> _Provided data_
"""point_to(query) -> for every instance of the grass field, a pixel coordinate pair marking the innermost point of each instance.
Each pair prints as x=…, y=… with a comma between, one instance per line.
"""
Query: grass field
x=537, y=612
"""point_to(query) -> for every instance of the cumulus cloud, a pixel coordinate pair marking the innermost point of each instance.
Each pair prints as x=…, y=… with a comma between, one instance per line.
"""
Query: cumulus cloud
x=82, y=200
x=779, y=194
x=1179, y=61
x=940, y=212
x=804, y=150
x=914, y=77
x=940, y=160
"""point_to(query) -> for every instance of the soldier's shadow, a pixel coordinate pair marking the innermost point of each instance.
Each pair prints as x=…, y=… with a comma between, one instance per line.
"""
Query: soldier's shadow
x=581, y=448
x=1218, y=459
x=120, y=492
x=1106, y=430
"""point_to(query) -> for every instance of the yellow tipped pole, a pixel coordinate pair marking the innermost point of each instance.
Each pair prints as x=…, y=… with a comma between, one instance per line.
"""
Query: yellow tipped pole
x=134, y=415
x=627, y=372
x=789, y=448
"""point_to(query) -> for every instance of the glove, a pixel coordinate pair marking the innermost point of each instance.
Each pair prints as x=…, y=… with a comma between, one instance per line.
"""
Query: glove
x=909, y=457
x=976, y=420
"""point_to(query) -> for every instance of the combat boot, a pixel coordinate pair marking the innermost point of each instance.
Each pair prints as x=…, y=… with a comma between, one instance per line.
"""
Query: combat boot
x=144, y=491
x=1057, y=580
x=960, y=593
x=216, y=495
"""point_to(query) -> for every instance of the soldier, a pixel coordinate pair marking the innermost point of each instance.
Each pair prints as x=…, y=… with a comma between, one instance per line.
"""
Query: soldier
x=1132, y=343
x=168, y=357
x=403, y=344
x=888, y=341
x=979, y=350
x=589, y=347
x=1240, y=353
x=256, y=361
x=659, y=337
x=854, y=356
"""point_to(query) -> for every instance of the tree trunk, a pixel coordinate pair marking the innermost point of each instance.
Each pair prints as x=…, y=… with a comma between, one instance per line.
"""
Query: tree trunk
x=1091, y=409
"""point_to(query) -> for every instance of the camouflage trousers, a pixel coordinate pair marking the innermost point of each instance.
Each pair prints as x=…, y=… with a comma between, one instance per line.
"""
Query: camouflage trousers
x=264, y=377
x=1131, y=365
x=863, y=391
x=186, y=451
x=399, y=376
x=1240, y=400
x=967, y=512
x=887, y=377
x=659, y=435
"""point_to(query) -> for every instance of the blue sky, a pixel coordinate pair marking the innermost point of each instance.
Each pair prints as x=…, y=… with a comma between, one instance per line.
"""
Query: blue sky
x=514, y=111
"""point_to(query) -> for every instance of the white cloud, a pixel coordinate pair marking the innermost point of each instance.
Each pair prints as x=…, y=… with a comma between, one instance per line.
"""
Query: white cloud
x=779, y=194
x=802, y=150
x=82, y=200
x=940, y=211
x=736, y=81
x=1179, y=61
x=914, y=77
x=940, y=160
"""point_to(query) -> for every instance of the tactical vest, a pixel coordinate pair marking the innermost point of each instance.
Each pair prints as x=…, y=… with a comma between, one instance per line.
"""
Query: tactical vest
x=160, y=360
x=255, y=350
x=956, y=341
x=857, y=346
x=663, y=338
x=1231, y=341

* * *

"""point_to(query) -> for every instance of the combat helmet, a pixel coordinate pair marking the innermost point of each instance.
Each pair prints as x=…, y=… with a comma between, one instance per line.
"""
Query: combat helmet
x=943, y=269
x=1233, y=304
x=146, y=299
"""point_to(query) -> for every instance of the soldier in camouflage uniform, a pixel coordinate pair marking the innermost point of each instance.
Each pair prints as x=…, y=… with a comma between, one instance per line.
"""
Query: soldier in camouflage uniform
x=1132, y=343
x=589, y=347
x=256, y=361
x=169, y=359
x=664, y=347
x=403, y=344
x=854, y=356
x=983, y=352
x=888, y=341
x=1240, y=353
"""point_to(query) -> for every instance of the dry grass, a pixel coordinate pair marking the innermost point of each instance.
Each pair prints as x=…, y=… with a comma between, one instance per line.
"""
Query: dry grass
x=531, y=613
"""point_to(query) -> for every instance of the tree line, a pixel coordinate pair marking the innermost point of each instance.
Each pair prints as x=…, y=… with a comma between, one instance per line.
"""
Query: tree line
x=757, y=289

> _What you need to do_
Copy the listing without alteration, starting at the line that contains "of the cumulus" and ending at the line that contains "x=1106, y=430", both included.

> _The output_
"""point_to(query) -> for every instance of the cumulus cloud, a pixel coordinate pair marking the innermost point of each instance.
Each pair prints as x=…, y=… with a comma between, one instance per line.
"""
Query: cumulus cloud
x=82, y=200
x=779, y=194
x=1179, y=61
x=940, y=212
x=804, y=150
x=914, y=77
x=940, y=160
"""point_to(query) -> for every instance of the soldier's shadow, a pixel coordinate pair marking the innermost point of each instance.
Each pair prints as x=…, y=… with a comma between, one instance per line.
"""
Query: soldier's shadow
x=581, y=448
x=1218, y=459
x=120, y=492
x=1106, y=430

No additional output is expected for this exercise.